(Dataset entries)

[Start of Attachment]

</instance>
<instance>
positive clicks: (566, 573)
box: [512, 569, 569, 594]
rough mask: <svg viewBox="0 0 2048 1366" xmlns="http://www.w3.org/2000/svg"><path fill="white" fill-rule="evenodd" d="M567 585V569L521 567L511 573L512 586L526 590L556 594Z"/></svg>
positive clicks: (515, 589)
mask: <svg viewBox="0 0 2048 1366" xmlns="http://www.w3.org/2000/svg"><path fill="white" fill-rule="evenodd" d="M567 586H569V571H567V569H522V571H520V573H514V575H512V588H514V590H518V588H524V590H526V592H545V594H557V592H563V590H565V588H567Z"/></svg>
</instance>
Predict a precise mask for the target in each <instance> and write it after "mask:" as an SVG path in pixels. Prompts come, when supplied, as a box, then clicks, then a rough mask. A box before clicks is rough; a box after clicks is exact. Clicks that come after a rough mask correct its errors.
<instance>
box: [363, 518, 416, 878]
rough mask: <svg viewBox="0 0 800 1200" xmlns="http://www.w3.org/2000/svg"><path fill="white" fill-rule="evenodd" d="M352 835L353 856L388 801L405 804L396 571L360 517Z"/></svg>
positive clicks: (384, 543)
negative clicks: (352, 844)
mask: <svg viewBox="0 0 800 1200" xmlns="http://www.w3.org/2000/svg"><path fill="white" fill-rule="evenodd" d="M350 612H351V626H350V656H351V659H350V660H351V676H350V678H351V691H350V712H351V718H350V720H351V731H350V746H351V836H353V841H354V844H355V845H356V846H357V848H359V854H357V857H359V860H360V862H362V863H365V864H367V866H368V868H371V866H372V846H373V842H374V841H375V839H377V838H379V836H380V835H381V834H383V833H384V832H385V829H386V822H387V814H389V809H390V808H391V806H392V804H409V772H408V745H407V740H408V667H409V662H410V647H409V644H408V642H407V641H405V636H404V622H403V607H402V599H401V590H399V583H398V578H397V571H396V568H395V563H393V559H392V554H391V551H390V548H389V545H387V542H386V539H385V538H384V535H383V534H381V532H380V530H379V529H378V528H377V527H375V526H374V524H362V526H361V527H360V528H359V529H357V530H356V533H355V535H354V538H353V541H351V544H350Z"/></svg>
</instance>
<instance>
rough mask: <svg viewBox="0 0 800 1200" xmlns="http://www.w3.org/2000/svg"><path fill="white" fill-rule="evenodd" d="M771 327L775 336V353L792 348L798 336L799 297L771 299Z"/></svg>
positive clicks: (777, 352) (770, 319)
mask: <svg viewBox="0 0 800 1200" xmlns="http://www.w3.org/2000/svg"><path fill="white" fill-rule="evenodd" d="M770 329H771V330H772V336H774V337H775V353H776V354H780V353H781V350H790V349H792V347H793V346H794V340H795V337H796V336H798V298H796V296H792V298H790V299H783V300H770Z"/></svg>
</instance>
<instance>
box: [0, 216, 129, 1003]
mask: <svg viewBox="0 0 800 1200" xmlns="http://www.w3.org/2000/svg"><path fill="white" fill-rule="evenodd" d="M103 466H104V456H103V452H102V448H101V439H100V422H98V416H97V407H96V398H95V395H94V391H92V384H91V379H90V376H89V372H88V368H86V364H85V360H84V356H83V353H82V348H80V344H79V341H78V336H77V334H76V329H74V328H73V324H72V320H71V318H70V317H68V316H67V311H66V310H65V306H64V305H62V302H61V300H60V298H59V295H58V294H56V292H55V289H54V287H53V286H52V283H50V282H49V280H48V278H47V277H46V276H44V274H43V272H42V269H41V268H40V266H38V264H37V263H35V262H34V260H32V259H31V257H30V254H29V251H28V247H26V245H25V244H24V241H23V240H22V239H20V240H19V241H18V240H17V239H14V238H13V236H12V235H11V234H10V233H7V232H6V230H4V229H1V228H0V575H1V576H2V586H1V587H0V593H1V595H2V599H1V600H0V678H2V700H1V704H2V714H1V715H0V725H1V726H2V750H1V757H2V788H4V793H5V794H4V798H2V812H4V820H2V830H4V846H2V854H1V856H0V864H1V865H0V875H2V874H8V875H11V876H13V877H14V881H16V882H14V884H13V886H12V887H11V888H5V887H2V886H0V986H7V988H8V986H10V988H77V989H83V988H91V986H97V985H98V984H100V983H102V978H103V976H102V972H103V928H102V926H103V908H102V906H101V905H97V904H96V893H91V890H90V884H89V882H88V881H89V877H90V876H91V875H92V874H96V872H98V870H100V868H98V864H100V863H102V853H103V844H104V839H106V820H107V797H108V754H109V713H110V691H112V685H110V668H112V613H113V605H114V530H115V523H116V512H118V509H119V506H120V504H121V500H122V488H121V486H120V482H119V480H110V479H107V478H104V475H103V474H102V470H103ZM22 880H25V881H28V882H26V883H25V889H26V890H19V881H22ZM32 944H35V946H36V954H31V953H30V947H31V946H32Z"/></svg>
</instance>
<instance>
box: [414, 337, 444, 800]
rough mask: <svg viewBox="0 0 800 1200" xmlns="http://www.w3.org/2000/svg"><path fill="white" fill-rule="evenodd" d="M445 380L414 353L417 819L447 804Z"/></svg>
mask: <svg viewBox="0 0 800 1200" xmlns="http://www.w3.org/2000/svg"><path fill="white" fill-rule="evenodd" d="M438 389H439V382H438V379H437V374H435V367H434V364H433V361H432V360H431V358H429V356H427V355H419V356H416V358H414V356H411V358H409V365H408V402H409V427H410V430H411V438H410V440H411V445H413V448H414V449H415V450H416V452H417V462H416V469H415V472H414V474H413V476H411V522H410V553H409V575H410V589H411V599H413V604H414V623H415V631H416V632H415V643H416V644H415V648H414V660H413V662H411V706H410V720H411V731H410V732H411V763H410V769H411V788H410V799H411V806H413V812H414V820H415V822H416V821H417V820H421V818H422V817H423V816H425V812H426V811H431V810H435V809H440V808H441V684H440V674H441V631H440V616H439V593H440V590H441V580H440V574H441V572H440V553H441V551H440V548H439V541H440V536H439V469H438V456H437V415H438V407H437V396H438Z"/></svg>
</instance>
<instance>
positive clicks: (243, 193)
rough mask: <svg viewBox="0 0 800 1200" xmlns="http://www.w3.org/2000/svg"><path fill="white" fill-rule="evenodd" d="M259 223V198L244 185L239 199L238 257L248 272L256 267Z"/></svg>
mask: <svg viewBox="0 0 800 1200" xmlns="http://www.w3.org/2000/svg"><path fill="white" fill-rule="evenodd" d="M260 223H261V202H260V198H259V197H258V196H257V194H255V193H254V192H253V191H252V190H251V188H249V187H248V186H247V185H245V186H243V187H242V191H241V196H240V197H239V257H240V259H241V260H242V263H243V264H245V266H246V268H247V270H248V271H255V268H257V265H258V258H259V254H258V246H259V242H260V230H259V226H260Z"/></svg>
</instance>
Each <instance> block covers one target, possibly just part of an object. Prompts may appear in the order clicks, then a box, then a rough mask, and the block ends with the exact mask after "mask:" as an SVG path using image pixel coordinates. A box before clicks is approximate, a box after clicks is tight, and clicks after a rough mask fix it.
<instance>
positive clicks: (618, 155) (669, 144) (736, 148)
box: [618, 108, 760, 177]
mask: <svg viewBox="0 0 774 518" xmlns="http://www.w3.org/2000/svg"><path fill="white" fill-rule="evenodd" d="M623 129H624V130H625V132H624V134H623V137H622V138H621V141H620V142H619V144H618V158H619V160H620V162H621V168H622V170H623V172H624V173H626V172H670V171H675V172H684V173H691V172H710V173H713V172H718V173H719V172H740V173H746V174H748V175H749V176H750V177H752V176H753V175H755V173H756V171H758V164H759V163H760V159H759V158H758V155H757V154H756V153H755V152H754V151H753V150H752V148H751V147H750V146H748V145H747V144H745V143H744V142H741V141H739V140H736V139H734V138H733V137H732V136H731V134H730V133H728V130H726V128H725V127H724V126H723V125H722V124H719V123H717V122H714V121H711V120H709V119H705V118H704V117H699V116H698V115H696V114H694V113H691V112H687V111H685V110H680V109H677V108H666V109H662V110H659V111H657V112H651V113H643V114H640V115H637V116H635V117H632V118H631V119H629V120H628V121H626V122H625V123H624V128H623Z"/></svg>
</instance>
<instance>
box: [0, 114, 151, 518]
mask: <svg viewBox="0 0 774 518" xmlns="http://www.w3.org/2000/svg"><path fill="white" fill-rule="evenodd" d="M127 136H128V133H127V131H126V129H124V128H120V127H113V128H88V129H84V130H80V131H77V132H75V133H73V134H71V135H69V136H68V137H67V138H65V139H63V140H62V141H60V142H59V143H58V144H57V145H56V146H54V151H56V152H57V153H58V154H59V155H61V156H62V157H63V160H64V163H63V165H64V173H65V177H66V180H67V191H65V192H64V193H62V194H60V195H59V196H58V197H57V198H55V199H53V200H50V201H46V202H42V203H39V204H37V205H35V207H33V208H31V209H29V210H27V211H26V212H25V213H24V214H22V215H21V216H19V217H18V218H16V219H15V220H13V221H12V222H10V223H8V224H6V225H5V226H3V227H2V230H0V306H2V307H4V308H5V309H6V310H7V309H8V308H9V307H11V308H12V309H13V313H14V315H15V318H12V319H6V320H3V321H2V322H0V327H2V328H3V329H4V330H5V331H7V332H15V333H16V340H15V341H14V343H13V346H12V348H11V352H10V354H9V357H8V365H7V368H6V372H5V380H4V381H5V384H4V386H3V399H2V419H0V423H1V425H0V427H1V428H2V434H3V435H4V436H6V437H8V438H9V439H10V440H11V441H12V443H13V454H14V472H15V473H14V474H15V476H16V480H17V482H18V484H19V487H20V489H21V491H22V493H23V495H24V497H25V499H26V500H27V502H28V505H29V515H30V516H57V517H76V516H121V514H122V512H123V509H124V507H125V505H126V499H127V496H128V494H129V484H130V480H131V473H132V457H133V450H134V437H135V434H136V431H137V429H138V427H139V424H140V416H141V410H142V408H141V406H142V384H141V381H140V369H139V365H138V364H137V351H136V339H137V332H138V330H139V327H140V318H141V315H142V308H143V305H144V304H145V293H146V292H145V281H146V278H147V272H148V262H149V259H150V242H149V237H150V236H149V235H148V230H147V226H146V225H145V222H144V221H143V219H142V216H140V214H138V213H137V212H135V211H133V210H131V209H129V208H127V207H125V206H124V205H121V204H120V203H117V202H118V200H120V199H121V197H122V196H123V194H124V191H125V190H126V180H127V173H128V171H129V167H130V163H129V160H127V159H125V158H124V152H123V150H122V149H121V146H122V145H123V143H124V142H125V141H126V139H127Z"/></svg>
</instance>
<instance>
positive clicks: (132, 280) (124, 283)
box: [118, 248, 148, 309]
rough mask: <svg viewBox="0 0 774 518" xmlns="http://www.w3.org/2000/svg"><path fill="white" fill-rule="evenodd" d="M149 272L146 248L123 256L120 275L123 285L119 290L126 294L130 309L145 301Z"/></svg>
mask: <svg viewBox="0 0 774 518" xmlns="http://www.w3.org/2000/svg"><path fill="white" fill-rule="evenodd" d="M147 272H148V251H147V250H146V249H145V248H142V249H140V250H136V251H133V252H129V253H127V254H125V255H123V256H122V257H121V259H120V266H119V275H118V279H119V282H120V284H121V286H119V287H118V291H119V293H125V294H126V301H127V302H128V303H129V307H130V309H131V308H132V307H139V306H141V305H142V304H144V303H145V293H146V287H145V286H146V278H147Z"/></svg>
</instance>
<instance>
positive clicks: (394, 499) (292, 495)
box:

[End of Attachment]

> Exercise directions
Look back at the entries above. Retype the line with "box: [363, 518, 416, 878]", the line with "positive clicks: (384, 543)", and all lines in between.

> Your solution
box: [363, 518, 416, 878]
rough mask: <svg viewBox="0 0 800 1200" xmlns="http://www.w3.org/2000/svg"><path fill="white" fill-rule="evenodd" d="M352 835L353 856L388 801L405 804L396 571L360 517Z"/></svg>
positive clicks: (384, 543)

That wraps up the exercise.